Reproduce the listing below in its entirety. Change nothing.

_Saved data entries:_
■ ■ ■

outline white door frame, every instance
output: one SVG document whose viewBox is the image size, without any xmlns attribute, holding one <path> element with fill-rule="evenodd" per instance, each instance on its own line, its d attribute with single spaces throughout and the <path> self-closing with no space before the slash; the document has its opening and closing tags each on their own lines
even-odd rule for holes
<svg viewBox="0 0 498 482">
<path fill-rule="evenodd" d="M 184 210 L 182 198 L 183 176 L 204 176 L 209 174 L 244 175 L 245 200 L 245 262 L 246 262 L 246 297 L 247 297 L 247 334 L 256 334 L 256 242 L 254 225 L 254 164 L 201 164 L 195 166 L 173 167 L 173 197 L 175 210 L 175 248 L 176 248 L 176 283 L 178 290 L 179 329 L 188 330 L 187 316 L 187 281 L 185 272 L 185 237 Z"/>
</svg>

■ ■ ■

_Solution:_
outline white door frame, every instance
output: one SVG document whose viewBox is the image size, without any xmlns attribute, holding one <path> element with fill-rule="evenodd" per instance, each instance on its own line, its d attribute with single spaces throughout and the <path> self-closing with no space before the slash; the document has its opening and closing tags each on their own lines
even-odd rule for holes
<svg viewBox="0 0 498 482">
<path fill-rule="evenodd" d="M 184 210 L 182 198 L 183 176 L 204 176 L 209 174 L 244 175 L 245 200 L 245 262 L 246 262 L 246 297 L 247 297 L 247 334 L 256 334 L 256 242 L 254 225 L 254 164 L 201 164 L 195 166 L 173 167 L 173 197 L 175 210 L 175 248 L 176 248 L 176 283 L 178 290 L 179 329 L 188 330 L 187 316 L 187 281 L 185 272 L 185 237 Z"/>
</svg>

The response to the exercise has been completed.